→ What you should do:
Among the entries below, find the line with "160L295 158V165L298 167L300", then quote it and each following line up to and including the line with "positive clicks: (237, 167)", and nothing else.
****
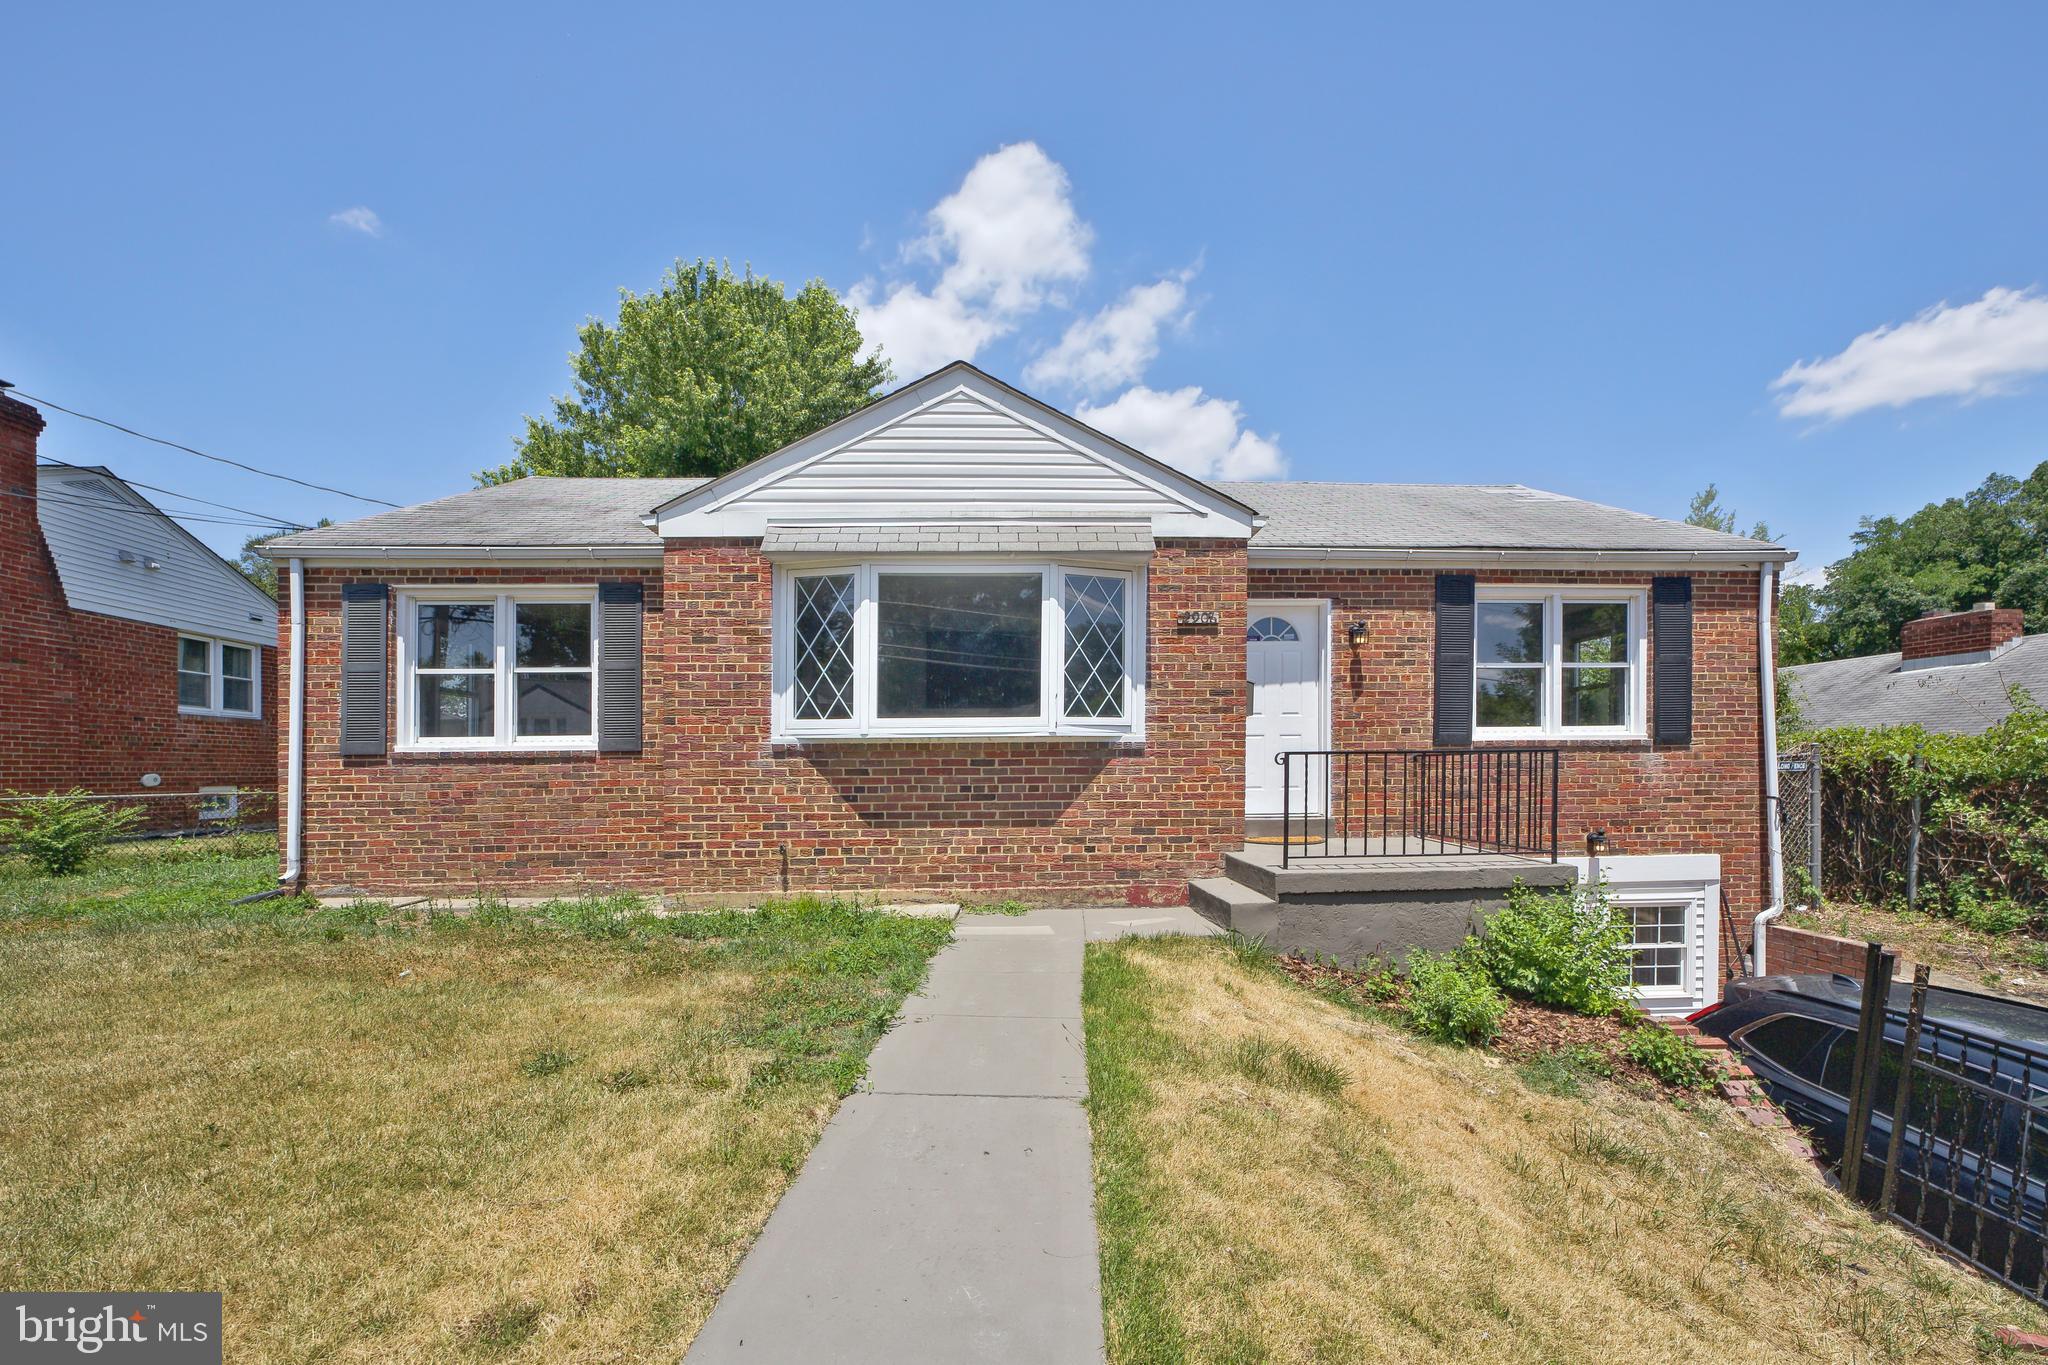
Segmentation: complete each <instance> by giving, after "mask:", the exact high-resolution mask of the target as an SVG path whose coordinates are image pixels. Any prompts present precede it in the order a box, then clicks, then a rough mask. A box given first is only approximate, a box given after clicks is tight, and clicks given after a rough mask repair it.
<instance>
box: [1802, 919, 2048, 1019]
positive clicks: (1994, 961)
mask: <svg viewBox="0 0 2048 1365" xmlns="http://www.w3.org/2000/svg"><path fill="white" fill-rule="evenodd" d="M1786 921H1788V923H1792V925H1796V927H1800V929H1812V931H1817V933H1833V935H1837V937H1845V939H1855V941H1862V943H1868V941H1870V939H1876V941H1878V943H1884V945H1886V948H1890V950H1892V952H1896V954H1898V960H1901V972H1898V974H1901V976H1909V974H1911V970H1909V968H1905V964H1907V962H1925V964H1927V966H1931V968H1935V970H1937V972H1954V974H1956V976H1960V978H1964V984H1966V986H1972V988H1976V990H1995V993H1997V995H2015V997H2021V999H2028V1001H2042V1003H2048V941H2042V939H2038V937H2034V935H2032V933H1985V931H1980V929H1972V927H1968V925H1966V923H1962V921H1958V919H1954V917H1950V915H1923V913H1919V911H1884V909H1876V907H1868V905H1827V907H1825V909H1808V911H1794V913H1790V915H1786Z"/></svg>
****
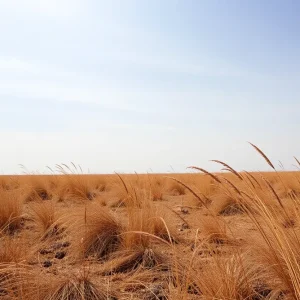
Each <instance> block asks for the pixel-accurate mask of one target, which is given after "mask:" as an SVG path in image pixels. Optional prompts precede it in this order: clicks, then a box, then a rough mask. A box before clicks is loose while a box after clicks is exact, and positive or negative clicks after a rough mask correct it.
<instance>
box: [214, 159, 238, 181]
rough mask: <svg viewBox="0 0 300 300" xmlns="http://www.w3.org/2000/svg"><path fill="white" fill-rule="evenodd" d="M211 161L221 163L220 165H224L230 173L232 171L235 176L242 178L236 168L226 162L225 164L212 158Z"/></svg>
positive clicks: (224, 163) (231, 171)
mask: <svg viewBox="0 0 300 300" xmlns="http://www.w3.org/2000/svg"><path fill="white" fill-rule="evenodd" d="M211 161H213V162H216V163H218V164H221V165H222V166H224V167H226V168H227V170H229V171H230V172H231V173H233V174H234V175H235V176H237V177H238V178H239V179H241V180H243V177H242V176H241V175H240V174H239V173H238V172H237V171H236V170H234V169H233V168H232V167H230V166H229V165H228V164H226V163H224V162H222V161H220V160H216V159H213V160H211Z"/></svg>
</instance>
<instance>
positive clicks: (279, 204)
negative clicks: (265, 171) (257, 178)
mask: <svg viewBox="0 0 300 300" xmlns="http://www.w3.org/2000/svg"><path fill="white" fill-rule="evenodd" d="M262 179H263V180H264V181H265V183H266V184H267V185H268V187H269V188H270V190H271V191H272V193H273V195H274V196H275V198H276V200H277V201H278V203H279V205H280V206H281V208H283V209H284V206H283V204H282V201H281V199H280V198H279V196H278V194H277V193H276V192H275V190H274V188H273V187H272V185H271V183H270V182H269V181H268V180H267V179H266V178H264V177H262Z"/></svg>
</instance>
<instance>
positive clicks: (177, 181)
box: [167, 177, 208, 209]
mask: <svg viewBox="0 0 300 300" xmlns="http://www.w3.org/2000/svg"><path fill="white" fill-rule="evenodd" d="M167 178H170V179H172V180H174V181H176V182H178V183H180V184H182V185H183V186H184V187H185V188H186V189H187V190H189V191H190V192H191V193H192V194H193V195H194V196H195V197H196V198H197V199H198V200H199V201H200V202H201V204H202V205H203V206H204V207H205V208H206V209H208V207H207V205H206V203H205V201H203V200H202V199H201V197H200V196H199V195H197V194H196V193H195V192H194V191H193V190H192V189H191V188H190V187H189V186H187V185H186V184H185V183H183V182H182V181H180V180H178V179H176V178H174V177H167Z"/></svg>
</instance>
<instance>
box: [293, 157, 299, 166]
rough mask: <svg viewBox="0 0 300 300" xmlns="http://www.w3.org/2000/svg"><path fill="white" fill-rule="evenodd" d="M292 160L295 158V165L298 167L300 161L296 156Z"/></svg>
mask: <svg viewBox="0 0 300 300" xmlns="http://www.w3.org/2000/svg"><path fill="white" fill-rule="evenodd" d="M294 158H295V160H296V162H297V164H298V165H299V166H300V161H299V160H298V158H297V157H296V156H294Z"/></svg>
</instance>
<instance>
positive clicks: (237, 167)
****
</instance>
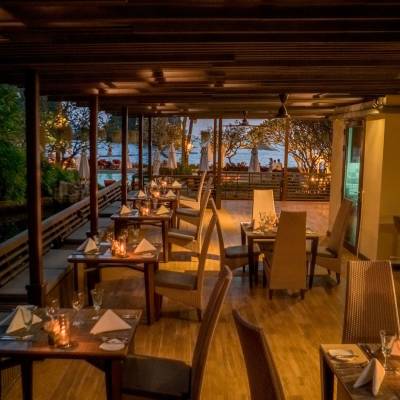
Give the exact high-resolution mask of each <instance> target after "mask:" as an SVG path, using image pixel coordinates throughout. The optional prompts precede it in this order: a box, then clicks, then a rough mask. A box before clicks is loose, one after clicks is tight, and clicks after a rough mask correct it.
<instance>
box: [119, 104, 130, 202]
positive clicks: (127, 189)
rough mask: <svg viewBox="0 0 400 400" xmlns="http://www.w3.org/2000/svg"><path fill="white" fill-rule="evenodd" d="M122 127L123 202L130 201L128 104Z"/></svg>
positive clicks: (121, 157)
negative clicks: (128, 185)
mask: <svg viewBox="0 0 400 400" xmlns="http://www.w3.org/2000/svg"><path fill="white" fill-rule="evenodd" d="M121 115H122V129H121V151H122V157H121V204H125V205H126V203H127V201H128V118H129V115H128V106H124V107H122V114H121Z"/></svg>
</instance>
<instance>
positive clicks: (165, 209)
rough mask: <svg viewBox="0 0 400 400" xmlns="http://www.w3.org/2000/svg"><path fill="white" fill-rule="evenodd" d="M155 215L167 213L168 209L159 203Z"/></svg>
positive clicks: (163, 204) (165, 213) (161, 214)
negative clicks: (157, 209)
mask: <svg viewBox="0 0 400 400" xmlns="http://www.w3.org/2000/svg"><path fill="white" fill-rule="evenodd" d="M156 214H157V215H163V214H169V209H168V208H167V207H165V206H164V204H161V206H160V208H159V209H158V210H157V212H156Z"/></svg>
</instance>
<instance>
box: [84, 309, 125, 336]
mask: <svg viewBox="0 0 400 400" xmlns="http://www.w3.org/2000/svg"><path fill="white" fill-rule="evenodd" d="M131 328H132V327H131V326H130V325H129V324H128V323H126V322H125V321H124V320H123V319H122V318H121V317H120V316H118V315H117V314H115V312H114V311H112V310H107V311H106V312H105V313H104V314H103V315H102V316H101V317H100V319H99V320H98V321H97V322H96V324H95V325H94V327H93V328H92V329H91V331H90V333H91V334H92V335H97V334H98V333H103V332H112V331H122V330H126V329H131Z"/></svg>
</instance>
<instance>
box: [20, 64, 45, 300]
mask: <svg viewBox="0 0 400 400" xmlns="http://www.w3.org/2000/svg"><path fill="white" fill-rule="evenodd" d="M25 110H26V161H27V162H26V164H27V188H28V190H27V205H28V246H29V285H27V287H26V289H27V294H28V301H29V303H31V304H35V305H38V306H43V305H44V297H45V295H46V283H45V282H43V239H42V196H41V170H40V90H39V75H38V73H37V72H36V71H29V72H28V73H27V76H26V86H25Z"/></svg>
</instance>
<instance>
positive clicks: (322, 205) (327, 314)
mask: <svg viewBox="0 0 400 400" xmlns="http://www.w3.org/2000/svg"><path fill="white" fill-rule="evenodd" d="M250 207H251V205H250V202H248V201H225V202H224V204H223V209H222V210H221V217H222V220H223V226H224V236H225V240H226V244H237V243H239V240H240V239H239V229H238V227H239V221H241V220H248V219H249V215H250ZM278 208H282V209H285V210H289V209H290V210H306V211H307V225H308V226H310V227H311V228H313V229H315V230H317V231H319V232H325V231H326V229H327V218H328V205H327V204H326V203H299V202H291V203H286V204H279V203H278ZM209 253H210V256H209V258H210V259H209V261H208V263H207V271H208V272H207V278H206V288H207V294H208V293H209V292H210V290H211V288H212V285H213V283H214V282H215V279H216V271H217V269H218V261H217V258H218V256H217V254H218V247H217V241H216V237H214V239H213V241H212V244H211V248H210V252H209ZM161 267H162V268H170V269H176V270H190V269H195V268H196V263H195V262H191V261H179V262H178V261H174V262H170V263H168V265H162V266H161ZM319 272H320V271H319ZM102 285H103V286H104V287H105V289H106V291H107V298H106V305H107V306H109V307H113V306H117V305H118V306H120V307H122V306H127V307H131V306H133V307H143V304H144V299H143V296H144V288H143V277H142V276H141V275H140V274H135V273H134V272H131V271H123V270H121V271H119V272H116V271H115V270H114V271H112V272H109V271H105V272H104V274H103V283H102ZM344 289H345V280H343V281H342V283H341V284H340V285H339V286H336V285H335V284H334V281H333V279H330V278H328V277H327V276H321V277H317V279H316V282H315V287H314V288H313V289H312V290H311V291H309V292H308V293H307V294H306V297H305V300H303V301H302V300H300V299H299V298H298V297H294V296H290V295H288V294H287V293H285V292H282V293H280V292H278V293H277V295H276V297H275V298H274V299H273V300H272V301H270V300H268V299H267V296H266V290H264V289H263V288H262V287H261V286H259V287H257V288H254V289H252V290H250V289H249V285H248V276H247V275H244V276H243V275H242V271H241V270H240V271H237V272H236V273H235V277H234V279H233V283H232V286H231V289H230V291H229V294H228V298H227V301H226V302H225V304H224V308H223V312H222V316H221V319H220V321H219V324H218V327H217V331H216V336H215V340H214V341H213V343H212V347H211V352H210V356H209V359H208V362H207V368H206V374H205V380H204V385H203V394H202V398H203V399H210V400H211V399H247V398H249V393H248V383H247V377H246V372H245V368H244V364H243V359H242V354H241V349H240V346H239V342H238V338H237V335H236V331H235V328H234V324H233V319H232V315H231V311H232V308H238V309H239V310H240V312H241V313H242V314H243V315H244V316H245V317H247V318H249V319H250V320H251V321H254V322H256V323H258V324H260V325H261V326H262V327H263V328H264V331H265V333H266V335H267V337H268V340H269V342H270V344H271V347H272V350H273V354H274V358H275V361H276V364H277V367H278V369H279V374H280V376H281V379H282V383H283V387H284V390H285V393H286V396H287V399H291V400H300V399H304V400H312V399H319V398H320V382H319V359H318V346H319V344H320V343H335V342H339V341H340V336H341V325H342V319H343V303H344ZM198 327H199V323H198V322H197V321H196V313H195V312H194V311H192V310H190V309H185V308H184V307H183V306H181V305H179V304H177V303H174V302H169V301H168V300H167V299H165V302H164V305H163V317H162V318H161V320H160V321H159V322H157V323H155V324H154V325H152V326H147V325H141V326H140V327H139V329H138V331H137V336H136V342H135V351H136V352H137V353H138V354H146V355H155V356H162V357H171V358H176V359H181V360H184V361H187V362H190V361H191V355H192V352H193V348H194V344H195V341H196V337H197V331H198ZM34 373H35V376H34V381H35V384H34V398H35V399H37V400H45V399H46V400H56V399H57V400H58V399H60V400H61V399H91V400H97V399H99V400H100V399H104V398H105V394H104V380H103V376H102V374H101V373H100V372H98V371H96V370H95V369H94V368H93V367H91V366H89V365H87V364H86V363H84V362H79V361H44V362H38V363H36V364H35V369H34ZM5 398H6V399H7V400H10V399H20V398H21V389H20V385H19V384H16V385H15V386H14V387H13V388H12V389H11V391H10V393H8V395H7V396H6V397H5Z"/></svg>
****
→ Answer box:
rough mask: <svg viewBox="0 0 300 300" xmlns="http://www.w3.org/2000/svg"><path fill="white" fill-rule="evenodd" d="M292 160L295 158V165L298 167L300 161L296 156Z"/></svg>
mask: <svg viewBox="0 0 300 300" xmlns="http://www.w3.org/2000/svg"><path fill="white" fill-rule="evenodd" d="M294 158H295V160H296V162H297V164H298V165H299V166H300V161H299V160H298V158H297V157H296V156H294Z"/></svg>
</instance>
<instance>
positive clicks: (237, 167)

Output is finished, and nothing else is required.